What needs to be done: Looking through the data below, work out how many lines have the word "grill". Reply with that number only.

Collected data:
====
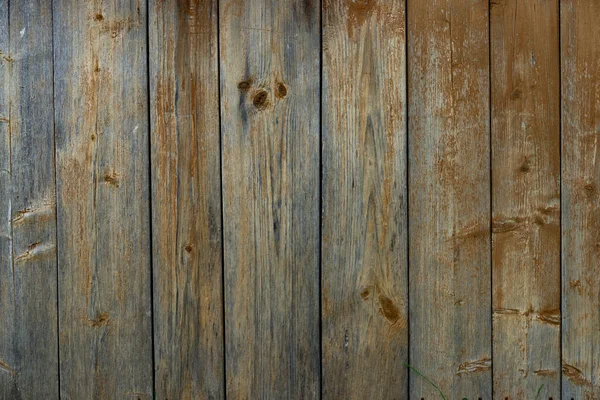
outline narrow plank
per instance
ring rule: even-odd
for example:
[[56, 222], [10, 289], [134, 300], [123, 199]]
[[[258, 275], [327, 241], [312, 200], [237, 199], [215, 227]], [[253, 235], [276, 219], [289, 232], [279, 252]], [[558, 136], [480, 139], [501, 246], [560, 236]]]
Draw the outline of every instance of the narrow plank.
[[404, 1], [323, 4], [323, 397], [408, 394]]
[[[491, 398], [485, 0], [408, 1], [410, 362], [448, 398]], [[438, 397], [410, 374], [410, 394]]]
[[11, 1], [9, 8], [9, 31], [4, 33], [10, 43], [8, 49], [2, 46], [7, 51], [0, 55], [2, 68], [9, 69], [9, 109], [6, 114], [4, 108], [6, 120], [0, 124], [10, 144], [3, 174], [10, 171], [12, 182], [4, 189], [8, 209], [2, 215], [10, 221], [2, 236], [10, 237], [12, 231], [12, 245], [5, 242], [6, 279], [0, 283], [2, 304], [7, 305], [1, 317], [7, 336], [0, 337], [0, 348], [7, 353], [0, 354], [0, 391], [3, 398], [56, 399], [52, 7], [49, 1]]
[[494, 394], [558, 399], [558, 1], [491, 7]]
[[221, 0], [230, 398], [319, 395], [316, 0]]
[[146, 4], [54, 1], [61, 397], [150, 399]]
[[563, 398], [600, 398], [600, 3], [561, 2]]
[[149, 9], [156, 396], [223, 398], [217, 2]]
[[0, 397], [9, 398], [15, 389], [16, 356], [15, 287], [12, 272], [11, 179], [10, 179], [10, 43], [8, 0], [0, 0]]

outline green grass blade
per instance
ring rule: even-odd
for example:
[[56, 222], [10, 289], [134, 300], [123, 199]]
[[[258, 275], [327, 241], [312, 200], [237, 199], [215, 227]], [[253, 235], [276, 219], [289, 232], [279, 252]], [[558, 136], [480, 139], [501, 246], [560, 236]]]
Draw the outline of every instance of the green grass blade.
[[544, 385], [540, 386], [540, 388], [537, 391], [537, 394], [535, 395], [535, 400], [538, 400], [540, 398], [540, 394], [542, 393], [542, 388], [544, 387]]
[[404, 365], [406, 365], [408, 368], [410, 368], [411, 370], [413, 370], [417, 375], [419, 375], [421, 378], [425, 379], [425, 381], [427, 383], [429, 383], [431, 386], [433, 386], [440, 393], [440, 396], [442, 396], [442, 399], [448, 400], [448, 398], [446, 396], [444, 396], [444, 393], [442, 393], [442, 391], [440, 390], [440, 388], [437, 387], [437, 385], [435, 383], [431, 382], [425, 375], [423, 375], [422, 373], [420, 373], [419, 371], [417, 371], [412, 365], [410, 365], [408, 363], [404, 363]]

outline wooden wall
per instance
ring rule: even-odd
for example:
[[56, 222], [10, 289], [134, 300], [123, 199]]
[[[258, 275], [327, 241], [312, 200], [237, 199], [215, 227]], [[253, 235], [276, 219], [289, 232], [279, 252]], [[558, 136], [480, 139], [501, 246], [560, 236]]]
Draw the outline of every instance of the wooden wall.
[[0, 398], [600, 399], [599, 21], [0, 0]]

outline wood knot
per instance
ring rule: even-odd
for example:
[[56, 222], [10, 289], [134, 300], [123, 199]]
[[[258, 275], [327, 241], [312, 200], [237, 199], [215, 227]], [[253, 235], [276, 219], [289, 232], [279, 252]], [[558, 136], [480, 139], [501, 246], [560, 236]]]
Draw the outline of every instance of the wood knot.
[[266, 90], [259, 90], [252, 99], [252, 104], [257, 110], [264, 110], [269, 106], [269, 93]]
[[583, 185], [583, 190], [585, 190], [585, 194], [588, 197], [594, 197], [596, 194], [596, 184], [594, 182], [589, 182]]
[[88, 319], [88, 325], [92, 328], [99, 328], [109, 323], [108, 313], [102, 312], [96, 315], [96, 318]]
[[380, 294], [379, 307], [379, 312], [392, 324], [395, 324], [400, 319], [400, 311], [389, 297]]
[[531, 160], [529, 158], [525, 158], [525, 161], [523, 162], [523, 164], [521, 164], [519, 171], [521, 171], [521, 172], [531, 171]]
[[283, 99], [285, 96], [287, 96], [287, 87], [285, 86], [284, 83], [279, 82], [277, 84], [277, 89], [275, 90], [275, 96], [277, 96], [277, 98], [279, 99]]
[[191, 244], [188, 244], [187, 246], [185, 246], [185, 251], [187, 251], [188, 253], [191, 253], [193, 250], [193, 247]]
[[369, 291], [369, 288], [364, 288], [363, 290], [361, 290], [360, 292], [360, 297], [363, 300], [367, 300], [369, 298], [369, 295], [371, 294], [371, 292]]
[[96, 14], [96, 15], [94, 16], [94, 19], [95, 19], [96, 21], [102, 21], [102, 20], [104, 20], [104, 15], [102, 15], [102, 14]]
[[119, 187], [119, 176], [117, 175], [116, 172], [112, 172], [112, 173], [106, 173], [104, 175], [104, 182], [106, 182], [109, 185], [112, 185], [116, 188]]
[[523, 91], [521, 89], [515, 89], [510, 94], [511, 100], [517, 100], [517, 99], [520, 99], [521, 97], [523, 97]]
[[248, 90], [250, 90], [251, 86], [252, 86], [252, 79], [247, 79], [245, 81], [241, 81], [240, 83], [238, 83], [237, 87], [242, 92], [246, 93]]

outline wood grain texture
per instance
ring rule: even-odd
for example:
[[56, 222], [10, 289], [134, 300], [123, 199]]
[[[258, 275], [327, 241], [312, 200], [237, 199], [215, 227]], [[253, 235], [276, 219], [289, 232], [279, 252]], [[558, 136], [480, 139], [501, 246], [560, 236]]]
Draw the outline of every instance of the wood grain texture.
[[[8, 162], [1, 167], [0, 203], [4, 208], [1, 215], [9, 219], [2, 223], [4, 244], [0, 250], [6, 260], [2, 261], [0, 283], [0, 319], [6, 334], [0, 335], [0, 397], [55, 399], [58, 317], [52, 8], [50, 1], [11, 1], [8, 8], [8, 25], [0, 28], [5, 38], [0, 45], [0, 68], [8, 70], [0, 112], [1, 157], [3, 164]], [[6, 18], [7, 4], [0, 10]]]
[[403, 1], [323, 4], [323, 397], [408, 394]]
[[[488, 2], [408, 1], [410, 362], [491, 398]], [[410, 374], [413, 398], [438, 397]]]
[[[0, 397], [15, 390], [15, 285], [12, 263], [10, 174], [10, 41], [8, 0], [0, 0]], [[16, 388], [18, 389], [18, 387]]]
[[561, 2], [563, 398], [600, 398], [600, 3]]
[[54, 1], [63, 399], [150, 399], [146, 4]]
[[219, 9], [227, 395], [317, 398], [318, 2]]
[[494, 394], [560, 397], [558, 2], [492, 2]]
[[223, 398], [217, 2], [149, 21], [156, 396]]
[[10, 60], [8, 0], [0, 0], [0, 397], [8, 398], [14, 390], [15, 374], [11, 367], [15, 336], [13, 285], [11, 176], [10, 176]]

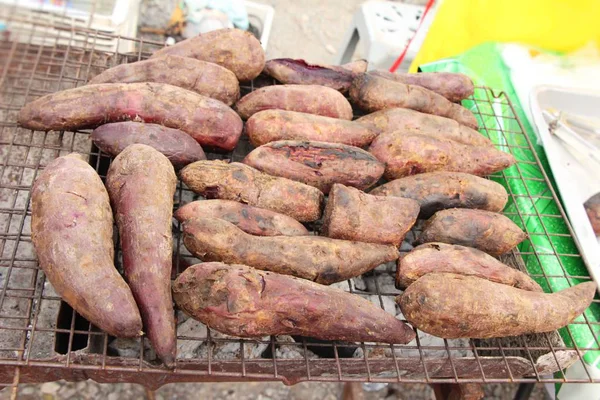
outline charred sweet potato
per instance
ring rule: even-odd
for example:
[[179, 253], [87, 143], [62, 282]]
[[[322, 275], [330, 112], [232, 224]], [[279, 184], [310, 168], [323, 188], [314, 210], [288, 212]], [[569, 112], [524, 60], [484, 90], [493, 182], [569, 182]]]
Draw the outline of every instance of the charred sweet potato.
[[352, 119], [352, 106], [337, 90], [318, 85], [275, 85], [242, 97], [235, 110], [243, 119], [263, 110], [288, 110]]
[[459, 244], [498, 256], [513, 249], [526, 237], [525, 232], [502, 214], [451, 208], [438, 211], [427, 220], [417, 243]]
[[241, 163], [196, 161], [180, 172], [183, 182], [207, 199], [235, 200], [301, 222], [321, 216], [323, 193], [312, 186], [262, 173]]
[[262, 145], [244, 158], [244, 164], [269, 175], [306, 183], [325, 194], [334, 183], [366, 189], [384, 171], [383, 164], [358, 147], [295, 140]]
[[360, 74], [352, 82], [350, 98], [354, 104], [369, 112], [395, 107], [410, 108], [451, 118], [460, 124], [477, 129], [477, 119], [471, 111], [420, 86]]
[[78, 154], [59, 157], [31, 199], [31, 240], [59, 296], [110, 335], [141, 335], [140, 312], [113, 264], [113, 216], [96, 171]]
[[225, 104], [164, 83], [101, 83], [51, 93], [26, 104], [19, 124], [38, 131], [138, 121], [180, 129], [203, 146], [233, 150], [242, 120]]
[[100, 125], [91, 137], [100, 150], [113, 157], [137, 143], [160, 151], [178, 169], [194, 161], [206, 160], [202, 147], [190, 135], [163, 125], [115, 122]]
[[367, 72], [368, 66], [369, 66], [369, 62], [367, 60], [355, 60], [355, 61], [350, 61], [349, 63], [340, 65], [340, 67], [347, 69], [348, 71], [352, 71], [355, 74], [363, 74], [363, 73]]
[[258, 76], [265, 66], [265, 52], [258, 39], [241, 29], [218, 29], [164, 47], [152, 55], [190, 57], [227, 68], [240, 82]]
[[468, 146], [417, 134], [381, 134], [373, 140], [369, 152], [385, 163], [387, 179], [433, 171], [485, 176], [516, 162], [512, 154], [494, 147]]
[[265, 63], [263, 72], [281, 83], [321, 85], [345, 93], [356, 75], [343, 66], [310, 64], [293, 58], [276, 58]]
[[224, 219], [251, 235], [304, 236], [309, 234], [304, 225], [287, 215], [233, 200], [192, 201], [175, 212], [175, 218], [182, 223], [198, 217]]
[[195, 218], [183, 225], [183, 243], [203, 261], [245, 263], [329, 285], [398, 258], [394, 246], [322, 236], [252, 236], [230, 222]]
[[248, 118], [250, 143], [262, 146], [277, 140], [316, 140], [364, 147], [377, 133], [370, 127], [338, 118], [285, 110], [265, 110]]
[[592, 229], [596, 236], [600, 236], [600, 193], [590, 197], [585, 203], [585, 212], [592, 224]]
[[427, 172], [395, 179], [370, 192], [419, 202], [421, 218], [429, 218], [446, 208], [476, 208], [500, 212], [508, 201], [499, 183], [461, 172]]
[[398, 260], [396, 286], [405, 289], [422, 276], [439, 272], [475, 276], [518, 289], [543, 292], [529, 275], [483, 251], [445, 243], [422, 244]]
[[446, 338], [495, 338], [550, 332], [589, 307], [594, 282], [557, 293], [517, 289], [474, 276], [427, 274], [396, 297], [418, 329]]
[[408, 325], [360, 296], [244, 265], [194, 265], [175, 281], [173, 297], [187, 314], [227, 335], [402, 344], [415, 338]]
[[419, 203], [373, 196], [335, 184], [323, 213], [322, 233], [334, 239], [400, 246], [419, 214]]

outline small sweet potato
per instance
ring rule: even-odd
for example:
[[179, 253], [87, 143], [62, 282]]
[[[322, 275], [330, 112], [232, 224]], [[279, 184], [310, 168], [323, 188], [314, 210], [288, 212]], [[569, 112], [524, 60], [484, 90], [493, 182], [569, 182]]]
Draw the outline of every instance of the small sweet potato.
[[377, 136], [369, 152], [385, 163], [387, 179], [433, 171], [485, 176], [516, 162], [512, 154], [490, 146], [468, 146], [452, 140], [393, 132]]
[[415, 332], [360, 296], [245, 265], [204, 263], [173, 285], [177, 305], [227, 335], [405, 344]]
[[240, 98], [235, 74], [217, 64], [188, 57], [165, 56], [120, 64], [90, 80], [96, 83], [168, 83], [217, 99], [228, 106]]
[[340, 65], [340, 67], [347, 69], [348, 71], [352, 71], [355, 74], [363, 74], [363, 73], [367, 72], [368, 66], [369, 66], [369, 62], [367, 60], [355, 60], [355, 61], [350, 61], [349, 63]]
[[218, 100], [164, 83], [101, 83], [51, 93], [26, 104], [19, 124], [38, 131], [138, 121], [180, 129], [203, 146], [233, 150], [240, 117]]
[[458, 102], [473, 95], [473, 81], [465, 74], [455, 72], [420, 72], [418, 74], [392, 73], [382, 69], [369, 71], [369, 74], [390, 79], [407, 85], [429, 89], [452, 102]]
[[325, 285], [364, 274], [399, 255], [394, 246], [322, 236], [253, 236], [216, 218], [188, 220], [183, 243], [203, 261], [244, 263]]
[[543, 292], [529, 275], [494, 257], [459, 245], [425, 243], [398, 260], [396, 286], [405, 289], [420, 277], [439, 272], [475, 276], [532, 292]]
[[460, 124], [477, 129], [477, 119], [471, 111], [420, 86], [360, 74], [352, 82], [350, 98], [354, 104], [369, 112], [395, 107], [410, 108], [451, 118]]
[[476, 208], [500, 212], [508, 201], [506, 189], [489, 179], [462, 172], [426, 172], [395, 179], [370, 192], [419, 202], [421, 218], [446, 208]]
[[275, 85], [242, 97], [235, 110], [243, 119], [263, 110], [288, 110], [325, 117], [352, 119], [352, 106], [337, 90], [318, 85]]
[[265, 63], [263, 72], [281, 83], [321, 85], [345, 93], [356, 75], [343, 66], [309, 64], [293, 58], [276, 58]]
[[281, 140], [262, 145], [244, 158], [269, 175], [314, 186], [327, 194], [334, 183], [366, 189], [383, 175], [384, 166], [367, 151], [339, 143]]
[[241, 29], [218, 29], [155, 51], [152, 58], [165, 55], [190, 57], [227, 68], [240, 82], [256, 78], [265, 66], [265, 51], [258, 39]]
[[585, 203], [585, 212], [592, 224], [592, 229], [596, 236], [600, 236], [600, 193], [590, 197]]
[[419, 203], [400, 197], [372, 196], [335, 184], [323, 213], [325, 236], [400, 246], [419, 214]]
[[175, 212], [175, 218], [182, 223], [198, 217], [224, 219], [251, 235], [305, 236], [309, 234], [304, 225], [287, 215], [233, 200], [192, 201]]
[[427, 274], [396, 297], [404, 317], [446, 339], [550, 332], [573, 322], [592, 302], [594, 282], [557, 293], [517, 289], [474, 276]]
[[115, 157], [127, 146], [145, 144], [164, 154], [177, 169], [198, 160], [206, 160], [202, 147], [179, 129], [141, 122], [115, 122], [100, 125], [92, 132], [100, 150]]
[[196, 161], [182, 169], [180, 176], [190, 189], [207, 199], [235, 200], [301, 222], [321, 216], [324, 196], [319, 189], [267, 175], [245, 164]]
[[499, 256], [526, 237], [525, 232], [502, 214], [451, 208], [438, 211], [427, 220], [417, 243], [459, 244]]
[[113, 216], [96, 171], [78, 154], [59, 157], [31, 199], [31, 240], [59, 296], [110, 335], [141, 335], [140, 312], [113, 263]]
[[492, 142], [474, 129], [453, 119], [425, 114], [408, 108], [387, 108], [360, 117], [355, 122], [368, 126], [377, 134], [396, 132], [401, 135], [418, 133], [439, 139], [450, 139], [474, 146], [492, 146]]
[[316, 140], [364, 147], [377, 133], [353, 121], [285, 110], [257, 112], [246, 121], [250, 143], [262, 146], [277, 140]]

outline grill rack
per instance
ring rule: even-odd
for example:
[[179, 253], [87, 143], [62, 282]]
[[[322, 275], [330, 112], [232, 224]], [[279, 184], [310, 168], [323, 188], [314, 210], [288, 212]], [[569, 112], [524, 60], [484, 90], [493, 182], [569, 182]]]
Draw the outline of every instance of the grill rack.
====
Response to this exercise: 2